→ Work instruction: Copy out every line in the entries below that includes "woman".

→ Exercise input:

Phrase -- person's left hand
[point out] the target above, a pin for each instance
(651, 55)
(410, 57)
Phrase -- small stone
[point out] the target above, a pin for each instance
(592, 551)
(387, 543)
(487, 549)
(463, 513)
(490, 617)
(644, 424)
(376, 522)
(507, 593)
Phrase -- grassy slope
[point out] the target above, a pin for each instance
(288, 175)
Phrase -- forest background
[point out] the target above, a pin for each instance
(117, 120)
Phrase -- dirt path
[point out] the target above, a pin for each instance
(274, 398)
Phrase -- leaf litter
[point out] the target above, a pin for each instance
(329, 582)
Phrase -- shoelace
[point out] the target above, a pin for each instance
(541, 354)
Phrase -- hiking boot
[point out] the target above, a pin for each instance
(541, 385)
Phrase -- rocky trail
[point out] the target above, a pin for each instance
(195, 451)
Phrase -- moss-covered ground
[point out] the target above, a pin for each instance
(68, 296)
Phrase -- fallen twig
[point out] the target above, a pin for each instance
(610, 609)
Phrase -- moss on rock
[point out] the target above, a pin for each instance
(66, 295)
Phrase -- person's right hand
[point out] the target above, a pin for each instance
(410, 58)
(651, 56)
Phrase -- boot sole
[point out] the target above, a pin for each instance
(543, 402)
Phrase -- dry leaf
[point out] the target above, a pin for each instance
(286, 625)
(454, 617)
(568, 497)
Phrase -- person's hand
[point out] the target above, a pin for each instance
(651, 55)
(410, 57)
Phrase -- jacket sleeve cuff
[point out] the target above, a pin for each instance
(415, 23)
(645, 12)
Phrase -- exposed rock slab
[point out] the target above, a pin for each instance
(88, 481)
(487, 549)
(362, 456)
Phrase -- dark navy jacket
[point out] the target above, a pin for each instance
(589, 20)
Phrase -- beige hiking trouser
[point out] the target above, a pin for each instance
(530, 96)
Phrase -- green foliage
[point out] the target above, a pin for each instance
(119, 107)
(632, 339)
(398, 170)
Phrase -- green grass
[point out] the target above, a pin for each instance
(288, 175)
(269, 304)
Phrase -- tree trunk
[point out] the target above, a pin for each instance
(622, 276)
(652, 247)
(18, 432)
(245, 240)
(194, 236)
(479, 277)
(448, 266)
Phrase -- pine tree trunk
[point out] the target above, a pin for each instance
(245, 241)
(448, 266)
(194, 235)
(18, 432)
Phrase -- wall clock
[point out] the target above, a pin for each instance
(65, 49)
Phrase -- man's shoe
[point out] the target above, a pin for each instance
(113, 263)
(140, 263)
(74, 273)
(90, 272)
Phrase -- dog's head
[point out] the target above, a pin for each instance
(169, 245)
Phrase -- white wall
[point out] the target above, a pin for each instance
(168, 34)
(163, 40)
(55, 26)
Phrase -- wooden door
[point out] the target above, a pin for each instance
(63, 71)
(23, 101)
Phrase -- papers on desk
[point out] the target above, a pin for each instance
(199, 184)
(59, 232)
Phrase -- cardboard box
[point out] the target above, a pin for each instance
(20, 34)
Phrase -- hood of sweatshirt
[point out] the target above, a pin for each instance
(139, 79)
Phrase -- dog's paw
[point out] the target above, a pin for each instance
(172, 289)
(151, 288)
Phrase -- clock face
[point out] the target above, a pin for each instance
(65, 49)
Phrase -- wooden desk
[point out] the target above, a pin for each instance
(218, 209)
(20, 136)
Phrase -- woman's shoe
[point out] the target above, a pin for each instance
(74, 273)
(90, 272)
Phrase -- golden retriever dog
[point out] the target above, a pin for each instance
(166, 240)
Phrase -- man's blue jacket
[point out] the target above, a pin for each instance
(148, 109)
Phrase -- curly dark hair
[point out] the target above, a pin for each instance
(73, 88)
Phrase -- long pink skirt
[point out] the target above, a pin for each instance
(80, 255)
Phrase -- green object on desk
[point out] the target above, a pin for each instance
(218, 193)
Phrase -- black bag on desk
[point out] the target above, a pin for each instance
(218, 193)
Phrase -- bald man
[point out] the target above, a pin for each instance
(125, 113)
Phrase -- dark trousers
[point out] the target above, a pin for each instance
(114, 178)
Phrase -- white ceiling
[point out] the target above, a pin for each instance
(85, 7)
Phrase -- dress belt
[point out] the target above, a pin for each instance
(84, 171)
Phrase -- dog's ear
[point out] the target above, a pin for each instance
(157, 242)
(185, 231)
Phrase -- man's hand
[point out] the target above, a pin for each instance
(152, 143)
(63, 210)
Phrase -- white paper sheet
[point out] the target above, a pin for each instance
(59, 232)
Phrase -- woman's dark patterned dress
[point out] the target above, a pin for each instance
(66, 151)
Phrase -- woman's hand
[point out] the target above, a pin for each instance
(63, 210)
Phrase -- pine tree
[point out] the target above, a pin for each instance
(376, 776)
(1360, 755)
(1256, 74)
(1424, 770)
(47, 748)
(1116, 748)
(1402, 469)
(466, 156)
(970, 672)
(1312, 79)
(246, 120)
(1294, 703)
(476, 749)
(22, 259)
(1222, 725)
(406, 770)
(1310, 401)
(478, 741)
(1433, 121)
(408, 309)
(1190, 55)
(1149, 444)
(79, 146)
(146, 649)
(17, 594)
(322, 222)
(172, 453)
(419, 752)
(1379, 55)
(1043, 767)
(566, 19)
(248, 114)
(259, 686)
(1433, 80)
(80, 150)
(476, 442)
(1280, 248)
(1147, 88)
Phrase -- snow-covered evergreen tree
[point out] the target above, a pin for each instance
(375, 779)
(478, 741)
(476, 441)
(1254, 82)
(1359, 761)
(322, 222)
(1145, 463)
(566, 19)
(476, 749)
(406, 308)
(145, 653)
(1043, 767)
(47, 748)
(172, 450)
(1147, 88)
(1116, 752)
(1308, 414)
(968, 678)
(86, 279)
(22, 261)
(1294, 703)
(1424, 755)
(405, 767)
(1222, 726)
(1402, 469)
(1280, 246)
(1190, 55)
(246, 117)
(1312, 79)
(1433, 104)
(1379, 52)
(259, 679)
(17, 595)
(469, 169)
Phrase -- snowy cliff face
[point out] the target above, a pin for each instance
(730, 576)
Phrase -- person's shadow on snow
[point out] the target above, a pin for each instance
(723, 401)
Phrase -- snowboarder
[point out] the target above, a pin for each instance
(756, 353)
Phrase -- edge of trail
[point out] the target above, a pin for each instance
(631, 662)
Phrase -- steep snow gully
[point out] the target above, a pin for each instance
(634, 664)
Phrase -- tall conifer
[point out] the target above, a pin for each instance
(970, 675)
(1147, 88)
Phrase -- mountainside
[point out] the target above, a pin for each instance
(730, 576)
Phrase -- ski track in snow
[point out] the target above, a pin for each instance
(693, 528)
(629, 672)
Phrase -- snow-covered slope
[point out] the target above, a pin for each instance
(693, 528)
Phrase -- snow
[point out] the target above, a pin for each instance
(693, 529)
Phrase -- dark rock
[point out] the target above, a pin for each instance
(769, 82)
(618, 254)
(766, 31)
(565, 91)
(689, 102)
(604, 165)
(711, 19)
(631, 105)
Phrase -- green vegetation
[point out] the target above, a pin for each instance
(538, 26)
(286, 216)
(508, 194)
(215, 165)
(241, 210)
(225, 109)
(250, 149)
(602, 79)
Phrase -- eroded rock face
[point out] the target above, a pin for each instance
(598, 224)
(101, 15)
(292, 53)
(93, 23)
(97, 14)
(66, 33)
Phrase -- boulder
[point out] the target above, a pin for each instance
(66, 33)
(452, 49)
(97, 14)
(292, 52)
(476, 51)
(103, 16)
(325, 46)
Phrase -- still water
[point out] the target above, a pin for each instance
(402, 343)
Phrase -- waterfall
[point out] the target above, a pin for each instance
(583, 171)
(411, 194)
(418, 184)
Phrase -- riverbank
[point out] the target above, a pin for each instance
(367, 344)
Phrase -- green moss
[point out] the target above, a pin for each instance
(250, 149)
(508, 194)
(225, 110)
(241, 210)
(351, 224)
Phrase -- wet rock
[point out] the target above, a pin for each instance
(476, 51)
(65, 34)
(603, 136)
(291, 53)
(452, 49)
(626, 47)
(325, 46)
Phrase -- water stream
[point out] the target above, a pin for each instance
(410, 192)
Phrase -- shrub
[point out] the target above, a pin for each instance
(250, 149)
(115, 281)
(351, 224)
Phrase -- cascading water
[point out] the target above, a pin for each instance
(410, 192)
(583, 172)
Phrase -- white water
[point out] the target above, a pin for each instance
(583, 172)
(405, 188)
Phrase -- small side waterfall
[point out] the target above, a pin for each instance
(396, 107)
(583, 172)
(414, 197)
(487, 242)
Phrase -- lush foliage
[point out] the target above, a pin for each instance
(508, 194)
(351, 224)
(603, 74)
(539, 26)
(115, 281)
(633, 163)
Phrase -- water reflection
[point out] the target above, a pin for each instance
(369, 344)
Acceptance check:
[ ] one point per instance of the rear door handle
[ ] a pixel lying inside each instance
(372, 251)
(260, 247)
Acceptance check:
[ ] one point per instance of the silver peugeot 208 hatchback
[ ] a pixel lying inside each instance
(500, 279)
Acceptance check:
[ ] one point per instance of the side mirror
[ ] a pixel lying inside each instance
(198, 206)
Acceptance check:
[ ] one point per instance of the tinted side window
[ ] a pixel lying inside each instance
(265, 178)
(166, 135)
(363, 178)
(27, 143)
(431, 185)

→ Answer section:
Phrase -- woman's shoe
Phrase -- woman's dark patterned dress
Phrase -- woman's hand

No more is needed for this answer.